Practically, I need to remember that if/when Mom goes through cancer recovery, I will also need my own caregiver recovery time. I’m saying this so I remember to actually plan it. Knowing me, this could easily drop down on the priority list.

One of our social workers says that the caregiver is the harder role out of the two. She says it’s partially because we are awake for all of it, and we are often helpless to lift the burden from our suffering person. I can’t say I agree yet (it’s comparing them again!), but it helps me understand why I’m feeling the way I do. Why an anxiety attack sometimes feels like it’s just around the corner, or why I have no energy to handle a simple conversation. Instead of saying one is harder than the other, I prefer to see it as two sides of the same coin. The person with cancer and the caregiver are both suffering. In very distinct, different ways. They each need help and support. That help and support will be individualized for each person. Two sides of the same coin.

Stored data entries
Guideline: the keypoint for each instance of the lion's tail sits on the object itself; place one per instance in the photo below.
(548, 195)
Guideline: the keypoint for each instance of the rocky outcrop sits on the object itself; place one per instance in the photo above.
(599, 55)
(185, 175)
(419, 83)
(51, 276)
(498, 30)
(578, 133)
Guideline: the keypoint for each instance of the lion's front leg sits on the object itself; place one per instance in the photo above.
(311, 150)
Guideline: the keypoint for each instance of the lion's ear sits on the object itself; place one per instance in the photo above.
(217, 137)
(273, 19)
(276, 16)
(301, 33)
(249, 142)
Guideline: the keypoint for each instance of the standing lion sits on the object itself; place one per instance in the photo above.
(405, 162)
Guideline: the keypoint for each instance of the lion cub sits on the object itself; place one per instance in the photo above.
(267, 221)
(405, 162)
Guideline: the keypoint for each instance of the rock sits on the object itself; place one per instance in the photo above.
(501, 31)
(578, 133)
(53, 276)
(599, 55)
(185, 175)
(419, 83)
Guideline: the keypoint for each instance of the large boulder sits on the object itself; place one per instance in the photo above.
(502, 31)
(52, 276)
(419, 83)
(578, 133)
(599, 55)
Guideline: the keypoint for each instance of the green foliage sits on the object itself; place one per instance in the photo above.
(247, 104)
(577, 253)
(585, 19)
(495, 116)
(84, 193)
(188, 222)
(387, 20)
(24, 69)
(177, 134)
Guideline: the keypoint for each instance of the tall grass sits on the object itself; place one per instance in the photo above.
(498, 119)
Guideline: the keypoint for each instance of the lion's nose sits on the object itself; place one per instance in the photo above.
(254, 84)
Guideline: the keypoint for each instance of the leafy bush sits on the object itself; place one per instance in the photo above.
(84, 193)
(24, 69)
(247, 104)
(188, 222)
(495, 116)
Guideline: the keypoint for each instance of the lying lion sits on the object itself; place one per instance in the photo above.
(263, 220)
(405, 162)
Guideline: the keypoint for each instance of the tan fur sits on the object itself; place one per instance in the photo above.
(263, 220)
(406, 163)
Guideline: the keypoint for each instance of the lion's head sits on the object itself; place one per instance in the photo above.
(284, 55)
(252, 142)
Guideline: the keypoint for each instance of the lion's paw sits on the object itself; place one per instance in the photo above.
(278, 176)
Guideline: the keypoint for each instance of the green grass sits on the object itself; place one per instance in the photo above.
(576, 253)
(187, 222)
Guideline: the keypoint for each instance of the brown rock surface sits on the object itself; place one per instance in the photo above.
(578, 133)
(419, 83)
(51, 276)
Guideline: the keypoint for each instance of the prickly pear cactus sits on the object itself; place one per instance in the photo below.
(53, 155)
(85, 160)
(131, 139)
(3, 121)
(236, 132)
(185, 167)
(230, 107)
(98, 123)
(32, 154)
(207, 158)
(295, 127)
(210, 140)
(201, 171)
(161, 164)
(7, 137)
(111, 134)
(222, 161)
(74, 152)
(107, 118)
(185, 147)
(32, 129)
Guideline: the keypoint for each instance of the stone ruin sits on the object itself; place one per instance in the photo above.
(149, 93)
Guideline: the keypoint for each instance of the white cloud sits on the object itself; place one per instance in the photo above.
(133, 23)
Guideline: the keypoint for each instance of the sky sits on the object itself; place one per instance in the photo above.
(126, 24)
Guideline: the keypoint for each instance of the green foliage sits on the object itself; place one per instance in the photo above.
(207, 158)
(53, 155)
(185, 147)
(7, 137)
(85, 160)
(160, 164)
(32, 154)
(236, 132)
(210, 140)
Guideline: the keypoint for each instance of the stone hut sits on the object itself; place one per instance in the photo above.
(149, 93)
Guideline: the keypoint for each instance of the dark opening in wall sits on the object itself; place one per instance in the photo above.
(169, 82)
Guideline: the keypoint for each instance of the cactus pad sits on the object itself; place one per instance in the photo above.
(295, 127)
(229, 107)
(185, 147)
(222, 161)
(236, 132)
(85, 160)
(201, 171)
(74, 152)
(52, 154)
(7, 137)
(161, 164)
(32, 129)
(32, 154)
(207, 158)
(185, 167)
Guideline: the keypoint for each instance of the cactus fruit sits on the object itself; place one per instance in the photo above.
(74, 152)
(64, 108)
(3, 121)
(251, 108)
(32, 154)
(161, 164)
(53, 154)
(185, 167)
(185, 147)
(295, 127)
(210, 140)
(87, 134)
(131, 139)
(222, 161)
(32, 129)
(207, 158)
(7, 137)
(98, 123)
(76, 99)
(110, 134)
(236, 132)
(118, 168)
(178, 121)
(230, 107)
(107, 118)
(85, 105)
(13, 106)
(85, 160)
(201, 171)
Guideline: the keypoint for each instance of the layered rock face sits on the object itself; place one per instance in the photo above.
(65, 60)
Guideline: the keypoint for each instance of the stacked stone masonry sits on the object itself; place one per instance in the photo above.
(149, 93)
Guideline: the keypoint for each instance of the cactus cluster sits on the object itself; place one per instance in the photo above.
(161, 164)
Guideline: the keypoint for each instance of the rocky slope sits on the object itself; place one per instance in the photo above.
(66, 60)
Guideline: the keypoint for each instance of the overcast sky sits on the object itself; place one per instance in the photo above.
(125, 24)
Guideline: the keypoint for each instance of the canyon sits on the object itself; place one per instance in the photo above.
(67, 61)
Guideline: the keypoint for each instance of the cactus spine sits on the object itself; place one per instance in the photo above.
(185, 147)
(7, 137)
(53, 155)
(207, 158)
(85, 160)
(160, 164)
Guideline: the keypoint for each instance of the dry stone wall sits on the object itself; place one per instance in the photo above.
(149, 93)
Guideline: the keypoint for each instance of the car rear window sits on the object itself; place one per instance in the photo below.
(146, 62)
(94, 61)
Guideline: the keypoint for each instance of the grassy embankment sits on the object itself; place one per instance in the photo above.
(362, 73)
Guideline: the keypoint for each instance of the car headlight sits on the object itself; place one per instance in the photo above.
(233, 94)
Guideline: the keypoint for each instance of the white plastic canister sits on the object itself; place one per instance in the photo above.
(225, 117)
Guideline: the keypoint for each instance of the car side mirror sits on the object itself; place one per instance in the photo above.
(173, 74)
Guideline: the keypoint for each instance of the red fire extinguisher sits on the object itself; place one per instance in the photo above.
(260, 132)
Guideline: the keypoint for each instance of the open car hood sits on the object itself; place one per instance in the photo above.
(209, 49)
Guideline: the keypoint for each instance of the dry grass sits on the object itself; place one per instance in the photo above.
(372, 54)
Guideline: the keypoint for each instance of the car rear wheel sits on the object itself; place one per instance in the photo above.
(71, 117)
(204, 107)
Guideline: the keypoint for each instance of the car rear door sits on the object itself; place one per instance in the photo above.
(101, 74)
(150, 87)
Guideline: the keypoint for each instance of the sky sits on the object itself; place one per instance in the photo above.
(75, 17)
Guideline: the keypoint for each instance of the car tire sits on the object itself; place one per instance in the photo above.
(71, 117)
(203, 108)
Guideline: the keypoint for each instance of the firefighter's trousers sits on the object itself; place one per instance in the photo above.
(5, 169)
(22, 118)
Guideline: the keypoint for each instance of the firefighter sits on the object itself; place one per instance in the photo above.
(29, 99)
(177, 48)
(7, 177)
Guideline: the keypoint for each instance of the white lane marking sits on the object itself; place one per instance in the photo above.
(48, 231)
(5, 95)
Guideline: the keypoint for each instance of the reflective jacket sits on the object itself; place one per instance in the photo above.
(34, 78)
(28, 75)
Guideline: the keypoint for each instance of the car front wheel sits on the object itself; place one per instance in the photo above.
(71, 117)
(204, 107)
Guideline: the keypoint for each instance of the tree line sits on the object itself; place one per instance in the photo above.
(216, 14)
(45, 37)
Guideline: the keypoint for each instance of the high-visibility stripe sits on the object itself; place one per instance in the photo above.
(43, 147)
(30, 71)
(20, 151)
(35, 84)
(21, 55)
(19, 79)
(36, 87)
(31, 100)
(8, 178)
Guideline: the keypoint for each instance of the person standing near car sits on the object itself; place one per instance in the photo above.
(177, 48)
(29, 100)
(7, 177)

Activity: Carry on the reflection about caregiving during Mom's cancer from its last sentence.

Task response:
In one disparate way, Mom and I are complete opposites. If someone gets trained in (and it’s a good amount of training!), they can take my place. I can have a day off. Mom can’t. Not one of us can take her place for a day. I can’t step in and bear her pain for her while she walks away, trach free and regains the ability to eat. It’s one of the things I wish I could do the most. I have discovered, though, there is a greater comfort I have when I mourn that I can’t give her a day away. Someone did step in her place for her. Someone did bear her pain. Someone is holding her up who gets it like none of us ever truly will. And she knows him. And one day, because of his suffering, the voiceless will have a voice again, and the tongue-less will have a tongue. And she will eat again, and feast, and rejoice, and these days will be far, far gone. It’s not a wistful, “wouldn’t that be nice”, comforting platitude that sounds great but has no weight. It’s a sure promise. Book of Revelation promise. I cannot WAIT to feast with my mom one day. I’m already dreaming up the menu, as I prepare her syringe full of nutrition. Just imagine.*

*I have to insert here: me remembering and rehearsing this truth does not mean this is what we need texted to us or thrown at us from afar. We’ve been met with more religious platitudes this week in the midst of one of the more difficult seasons, and they’ve been extremely unhelpful. Like I’ve written about before, well-intended and so unhelpful. It feels like they’re coming from a place where the person couldn’t hold the grief & pain we are in, and to help themselves feel better, quoted truths to us about God. I had no energy to address this in the moments, so I nodded and let them pass. What I wish I had had the energy to say is, “We agree theologically with you about those truths, but they are so disconnected from where we are! Empathy was completely missing, and when that happens, the platitudes cause pain, not comfort. Learn to grieve with us first. That offers so much more comfort than “God is good” statements.” And as always, thank you to our friends, to the ones who grieve with us and encourage us from a place of empathy and understanding. Your words are so needed and so helpful. I continue to pray for each of you.